AIM OF THE TASK »
Reproduce the stretch of the material from the line containing "Exercise. Label the marsh" through the end of the material. Keep every line the same, except raise each coordinate value in the answers by 87.

[BEGIN DATA SHOWN]

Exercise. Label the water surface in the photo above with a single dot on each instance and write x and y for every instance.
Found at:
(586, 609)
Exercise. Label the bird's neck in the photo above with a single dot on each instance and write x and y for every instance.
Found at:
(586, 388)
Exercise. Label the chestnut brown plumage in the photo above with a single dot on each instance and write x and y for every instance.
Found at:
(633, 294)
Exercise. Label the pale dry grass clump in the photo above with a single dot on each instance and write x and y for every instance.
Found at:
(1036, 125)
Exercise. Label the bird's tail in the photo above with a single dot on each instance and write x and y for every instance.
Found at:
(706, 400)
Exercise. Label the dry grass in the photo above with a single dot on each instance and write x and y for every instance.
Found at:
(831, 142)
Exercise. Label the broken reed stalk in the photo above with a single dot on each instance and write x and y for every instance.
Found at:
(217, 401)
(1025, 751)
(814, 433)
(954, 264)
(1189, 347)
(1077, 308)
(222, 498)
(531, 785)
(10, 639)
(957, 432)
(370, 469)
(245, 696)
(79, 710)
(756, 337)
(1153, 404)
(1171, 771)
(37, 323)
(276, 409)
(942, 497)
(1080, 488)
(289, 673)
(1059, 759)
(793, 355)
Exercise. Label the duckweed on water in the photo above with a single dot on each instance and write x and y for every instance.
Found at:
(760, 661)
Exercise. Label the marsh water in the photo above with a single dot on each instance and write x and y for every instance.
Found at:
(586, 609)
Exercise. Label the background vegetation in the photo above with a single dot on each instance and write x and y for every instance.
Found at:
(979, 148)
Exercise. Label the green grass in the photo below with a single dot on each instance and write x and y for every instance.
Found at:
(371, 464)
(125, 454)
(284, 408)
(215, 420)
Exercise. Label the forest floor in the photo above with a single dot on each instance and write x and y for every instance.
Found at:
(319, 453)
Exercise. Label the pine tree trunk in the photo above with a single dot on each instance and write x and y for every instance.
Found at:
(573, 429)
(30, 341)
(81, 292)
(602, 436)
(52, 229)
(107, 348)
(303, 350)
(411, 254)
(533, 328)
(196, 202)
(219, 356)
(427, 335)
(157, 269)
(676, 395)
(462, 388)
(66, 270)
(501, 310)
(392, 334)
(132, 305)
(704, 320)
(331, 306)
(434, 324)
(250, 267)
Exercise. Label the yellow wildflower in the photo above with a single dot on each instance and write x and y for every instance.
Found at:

[END DATA SHOWN]

ANSWER IN FULL »
Exercise. Label the marsh water in the photo above with a single dot on each instance and write x and y for every instance.
Found at:
(673, 696)
Exercise. Label the background vegetation in the photo above with a single dot on each instance and write x and y for every instance.
Found at:
(1066, 235)
Exercise. Label the green grass in the photo below with a single dot on each instance and write x and y for every instance.
Found at:
(458, 551)
(212, 541)
(371, 495)
(302, 507)
Exercise. Label the forest floor in the photo above with a single dot on each instance and write x and y for every instance.
Found at:
(406, 540)
Exercise. Label the pine tree trunk in the photo above with a single dot on each instance and write x and y for every instance.
Found at:
(660, 516)
(117, 428)
(168, 379)
(689, 523)
(139, 316)
(194, 435)
(390, 437)
(498, 341)
(620, 415)
(283, 289)
(306, 443)
(514, 422)
(244, 356)
(763, 482)
(549, 475)
(153, 357)
(588, 397)
(479, 421)
(219, 392)
(791, 407)
(418, 393)
(521, 411)
(337, 354)
Exercise. Label the yellow wildflower in the photo above with a single dot on each instance and write x and y for every instance.
Found at:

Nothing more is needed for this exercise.